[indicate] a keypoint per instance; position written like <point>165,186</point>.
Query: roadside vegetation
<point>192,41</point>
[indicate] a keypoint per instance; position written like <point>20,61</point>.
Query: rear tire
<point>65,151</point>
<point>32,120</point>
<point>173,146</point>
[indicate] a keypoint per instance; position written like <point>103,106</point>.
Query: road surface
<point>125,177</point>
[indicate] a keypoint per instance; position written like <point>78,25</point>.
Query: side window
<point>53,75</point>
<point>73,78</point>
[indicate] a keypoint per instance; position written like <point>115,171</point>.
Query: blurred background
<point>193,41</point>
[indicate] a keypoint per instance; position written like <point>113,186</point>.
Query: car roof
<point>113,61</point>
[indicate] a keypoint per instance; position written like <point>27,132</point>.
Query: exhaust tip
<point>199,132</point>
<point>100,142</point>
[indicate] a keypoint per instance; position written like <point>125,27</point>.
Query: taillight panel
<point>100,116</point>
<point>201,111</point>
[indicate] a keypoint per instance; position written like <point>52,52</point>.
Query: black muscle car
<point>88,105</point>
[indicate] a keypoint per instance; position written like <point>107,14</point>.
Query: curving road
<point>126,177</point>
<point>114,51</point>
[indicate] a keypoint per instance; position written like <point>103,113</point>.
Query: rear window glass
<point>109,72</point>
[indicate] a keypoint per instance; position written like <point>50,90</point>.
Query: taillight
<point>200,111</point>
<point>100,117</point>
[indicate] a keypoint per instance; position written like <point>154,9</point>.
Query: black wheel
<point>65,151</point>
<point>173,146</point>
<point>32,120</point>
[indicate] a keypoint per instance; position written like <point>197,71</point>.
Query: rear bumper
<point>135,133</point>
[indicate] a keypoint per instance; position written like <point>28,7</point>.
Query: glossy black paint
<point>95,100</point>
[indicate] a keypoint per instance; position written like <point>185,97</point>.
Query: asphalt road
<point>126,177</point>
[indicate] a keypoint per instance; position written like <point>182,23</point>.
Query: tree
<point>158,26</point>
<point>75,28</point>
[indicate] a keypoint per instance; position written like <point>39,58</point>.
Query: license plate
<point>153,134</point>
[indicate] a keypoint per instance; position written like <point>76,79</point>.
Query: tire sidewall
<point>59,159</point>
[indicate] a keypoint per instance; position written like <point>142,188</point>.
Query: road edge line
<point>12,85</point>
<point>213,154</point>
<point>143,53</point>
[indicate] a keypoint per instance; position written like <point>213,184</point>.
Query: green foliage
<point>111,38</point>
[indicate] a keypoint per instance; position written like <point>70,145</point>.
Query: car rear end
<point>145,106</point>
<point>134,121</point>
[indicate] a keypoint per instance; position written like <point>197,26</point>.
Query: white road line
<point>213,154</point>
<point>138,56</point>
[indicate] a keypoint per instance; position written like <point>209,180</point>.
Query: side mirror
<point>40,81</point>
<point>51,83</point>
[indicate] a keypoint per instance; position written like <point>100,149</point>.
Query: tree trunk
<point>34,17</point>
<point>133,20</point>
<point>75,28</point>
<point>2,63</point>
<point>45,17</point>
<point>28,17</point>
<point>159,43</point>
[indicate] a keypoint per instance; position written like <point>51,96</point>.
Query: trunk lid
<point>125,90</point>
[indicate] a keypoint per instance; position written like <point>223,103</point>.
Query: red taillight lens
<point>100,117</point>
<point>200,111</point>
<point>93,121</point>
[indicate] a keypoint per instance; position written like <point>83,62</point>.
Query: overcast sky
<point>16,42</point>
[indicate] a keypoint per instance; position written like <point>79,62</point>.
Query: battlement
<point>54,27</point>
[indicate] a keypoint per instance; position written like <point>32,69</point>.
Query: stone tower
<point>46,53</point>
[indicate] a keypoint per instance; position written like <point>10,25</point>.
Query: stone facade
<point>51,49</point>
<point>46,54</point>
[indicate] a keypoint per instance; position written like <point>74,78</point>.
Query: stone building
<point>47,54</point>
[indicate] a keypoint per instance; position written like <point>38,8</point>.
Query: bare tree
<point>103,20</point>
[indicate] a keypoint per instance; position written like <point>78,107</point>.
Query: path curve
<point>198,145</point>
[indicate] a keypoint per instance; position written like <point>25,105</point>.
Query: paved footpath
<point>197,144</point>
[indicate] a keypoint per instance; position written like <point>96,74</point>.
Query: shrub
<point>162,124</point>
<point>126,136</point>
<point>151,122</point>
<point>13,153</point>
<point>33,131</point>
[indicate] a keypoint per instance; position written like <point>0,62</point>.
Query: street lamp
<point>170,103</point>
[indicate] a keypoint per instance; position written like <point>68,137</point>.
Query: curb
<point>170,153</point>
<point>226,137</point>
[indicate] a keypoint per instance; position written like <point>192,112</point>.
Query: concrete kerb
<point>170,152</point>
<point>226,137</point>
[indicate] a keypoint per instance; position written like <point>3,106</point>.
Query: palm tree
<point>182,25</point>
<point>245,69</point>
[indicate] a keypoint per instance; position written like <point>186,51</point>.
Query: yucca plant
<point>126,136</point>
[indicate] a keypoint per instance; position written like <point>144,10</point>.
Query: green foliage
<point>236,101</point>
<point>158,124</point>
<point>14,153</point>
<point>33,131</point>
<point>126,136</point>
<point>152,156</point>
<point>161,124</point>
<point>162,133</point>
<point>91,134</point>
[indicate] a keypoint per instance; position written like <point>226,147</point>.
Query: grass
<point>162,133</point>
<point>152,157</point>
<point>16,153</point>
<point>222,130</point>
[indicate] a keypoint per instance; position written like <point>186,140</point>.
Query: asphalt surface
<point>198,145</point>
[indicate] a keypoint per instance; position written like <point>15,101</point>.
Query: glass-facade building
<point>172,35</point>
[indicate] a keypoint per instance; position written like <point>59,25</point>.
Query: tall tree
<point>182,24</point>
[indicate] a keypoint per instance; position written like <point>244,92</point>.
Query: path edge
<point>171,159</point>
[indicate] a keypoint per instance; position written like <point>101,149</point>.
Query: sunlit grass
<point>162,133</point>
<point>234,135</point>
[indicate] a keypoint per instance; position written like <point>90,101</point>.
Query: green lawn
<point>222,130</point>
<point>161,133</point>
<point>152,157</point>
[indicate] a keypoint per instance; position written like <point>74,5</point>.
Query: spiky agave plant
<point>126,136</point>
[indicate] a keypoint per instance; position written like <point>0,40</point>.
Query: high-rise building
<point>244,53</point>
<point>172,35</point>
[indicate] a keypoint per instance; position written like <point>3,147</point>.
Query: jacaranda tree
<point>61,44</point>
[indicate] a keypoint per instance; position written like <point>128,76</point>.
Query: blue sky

┄┄┄┄┄┄

> _PROMPT_
Return every record above exactly as it appears.

> _ANSWER TO THIS TASK_
[indicate] a keypoint per instance; position written like <point>165,186</point>.
Query: roadside vegetation
<point>192,41</point>
[indicate] a keypoint per instance; position written like <point>20,61</point>.
Query: rear tire
<point>65,151</point>
<point>32,120</point>
<point>173,146</point>
[indicate] a keypoint per instance; position written like <point>103,106</point>.
Query: road surface
<point>125,177</point>
[indicate] a keypoint per instance; position written like <point>78,25</point>.
Query: side window
<point>53,75</point>
<point>73,78</point>
[indicate] a keypoint per instance; position written like <point>115,171</point>.
Query: blurred background
<point>193,41</point>
[indicate] a keypoint per instance; position written like <point>113,186</point>.
Query: car roof
<point>113,61</point>
[indicate] a keypoint per instance; position written like <point>27,132</point>.
Query: exhaust tip
<point>199,132</point>
<point>100,142</point>
[indicate] a keypoint per instance; position written like <point>125,27</point>.
Query: taillight panel
<point>100,116</point>
<point>201,111</point>
[indicate] a keypoint per instance; position written like <point>52,52</point>.
Query: black muscle car
<point>88,105</point>
[indicate] a keypoint per instance; position written like <point>107,14</point>.
Query: curving road
<point>126,177</point>
<point>114,51</point>
[indicate] a keypoint per instance; position written like <point>103,113</point>.
Query: rear window glass
<point>109,72</point>
[indicate] a keypoint per instance; position written like <point>50,90</point>.
Query: taillight
<point>200,111</point>
<point>100,117</point>
[indicate] a keypoint per instance; position written like <point>154,9</point>.
Query: black wheel
<point>65,151</point>
<point>173,146</point>
<point>32,120</point>
[indicate] a keypoint per instance; position written like <point>197,71</point>.
Query: rear bumper
<point>135,133</point>
[indicate] a keypoint per instance; position written like <point>28,7</point>.
Query: glossy black paint
<point>95,100</point>
[indicate] a keypoint per instance; position written like <point>185,97</point>.
Query: asphalt road
<point>126,177</point>
[indicate] a keypoint per instance; position written like <point>182,23</point>.
Query: tree
<point>158,26</point>
<point>75,28</point>
[indicate] a keypoint per instance; position written like <point>39,58</point>.
Query: license plate
<point>153,134</point>
[indicate] a keypoint per instance; position written like <point>76,79</point>.
Query: tire sidewall
<point>59,159</point>
[indicate] a keypoint per instance; position written like <point>142,188</point>.
Query: road edge line
<point>12,85</point>
<point>213,154</point>
<point>143,53</point>
[indicate] a keypoint per instance; position written like <point>213,184</point>.
Query: green foliage
<point>111,38</point>
[indicate] a keypoint per instance; position written like <point>70,145</point>.
Query: car rear end
<point>145,106</point>
<point>134,121</point>
[indicate] a keypoint per instance; position written like <point>197,26</point>.
Query: white road line
<point>213,154</point>
<point>138,56</point>
[indicate] a keypoint per instance; position written like <point>209,180</point>.
Query: side mirror
<point>40,81</point>
<point>51,83</point>
[indicate] a keypoint per instance; position written like <point>100,149</point>.
Query: tree trunk
<point>34,17</point>
<point>133,20</point>
<point>75,28</point>
<point>2,63</point>
<point>45,17</point>
<point>28,17</point>
<point>159,43</point>
[indicate] a keypoint per instance; position written like <point>51,96</point>.
Query: trunk lid
<point>125,90</point>
[indicate] a keypoint per instance; position written like <point>223,103</point>.
Query: red taillight lens
<point>100,117</point>
<point>200,111</point>
<point>93,121</point>
[indicate] a keypoint per instance; position written like <point>83,62</point>.
Query: overcast sky
<point>16,42</point>
[indicate] a keypoint per instance; position written like <point>79,62</point>.
Query: battlement
<point>54,27</point>
[indicate] a keypoint per instance; position written like <point>32,69</point>.
Query: stone tower
<point>46,53</point>
[indicate] a keypoint per instance; position written like <point>10,25</point>.
Query: stone facade
<point>51,49</point>
<point>46,54</point>
[indicate] a keypoint per instance; position written like <point>74,78</point>.
Query: stone building
<point>47,54</point>
[indicate] a keypoint per instance; position written like <point>38,8</point>.
Query: bare tree
<point>103,20</point>
[indicate] a keypoint per instance; position written like <point>78,107</point>.
Query: path curve
<point>198,145</point>
[indicate] a keypoint per instance; position written like <point>25,105</point>.
Query: paved footpath
<point>197,144</point>
[indicate] a keypoint per instance; position written like <point>96,74</point>.
Query: shrub
<point>162,124</point>
<point>126,136</point>
<point>151,122</point>
<point>13,153</point>
<point>33,131</point>
[indicate] a keypoint per instance; position written like <point>0,62</point>.
Query: street lamp
<point>170,103</point>
[indicate] a keypoint per instance; position written like <point>68,137</point>.
Query: curb
<point>170,153</point>
<point>226,137</point>
[indicate] a keypoint per instance; position written like <point>192,112</point>.
Query: concrete kerb
<point>170,152</point>
<point>226,137</point>
[indicate] a keypoint per instance; position written like <point>3,106</point>.
Query: palm tree
<point>182,25</point>
<point>245,69</point>
[indicate] a keypoint per instance; position written like <point>186,51</point>.
Query: yucca plant
<point>126,136</point>
[indicate] a keypoint per instance; position written like <point>144,10</point>.
Query: green foliage
<point>236,101</point>
<point>158,124</point>
<point>14,153</point>
<point>33,131</point>
<point>126,136</point>
<point>152,156</point>
<point>161,124</point>
<point>162,133</point>
<point>91,134</point>
[indicate] a keypoint per instance; position written like <point>226,147</point>.
Query: grass
<point>162,133</point>
<point>152,157</point>
<point>16,153</point>
<point>222,130</point>
[indicate] a keypoint per instance; position written like <point>186,140</point>.
Query: asphalt surface
<point>198,145</point>
[indicate] a keypoint per instance; position written like <point>15,101</point>.
Query: glass-facade building
<point>172,35</point>
[indicate] a keypoint per instance; position written like <point>59,25</point>.
Query: tall tree
<point>182,24</point>
[indicate] a keypoint per instance; position written like <point>244,92</point>.
Query: path edge
<point>171,159</point>
[indicate] a keypoint per instance; position written like <point>101,149</point>.
Query: sunlit grass
<point>162,133</point>
<point>234,135</point>
[indicate] a keypoint per instance; position written like <point>90,101</point>.
Query: green lawn
<point>222,130</point>
<point>161,133</point>
<point>152,157</point>
[indicate] a keypoint per instance; position written like <point>74,5</point>.
Query: spiky agave plant
<point>126,136</point>
[indicate] a keypoint per instance; position written like <point>0,40</point>.
Query: high-rise building
<point>244,53</point>
<point>172,35</point>
[indicate] a keypoint per instance; position written like <point>3,147</point>.
Query: jacaranda tree
<point>61,44</point>
[indicate] a keypoint per instance; position written like <point>128,76</point>.
Query: blue sky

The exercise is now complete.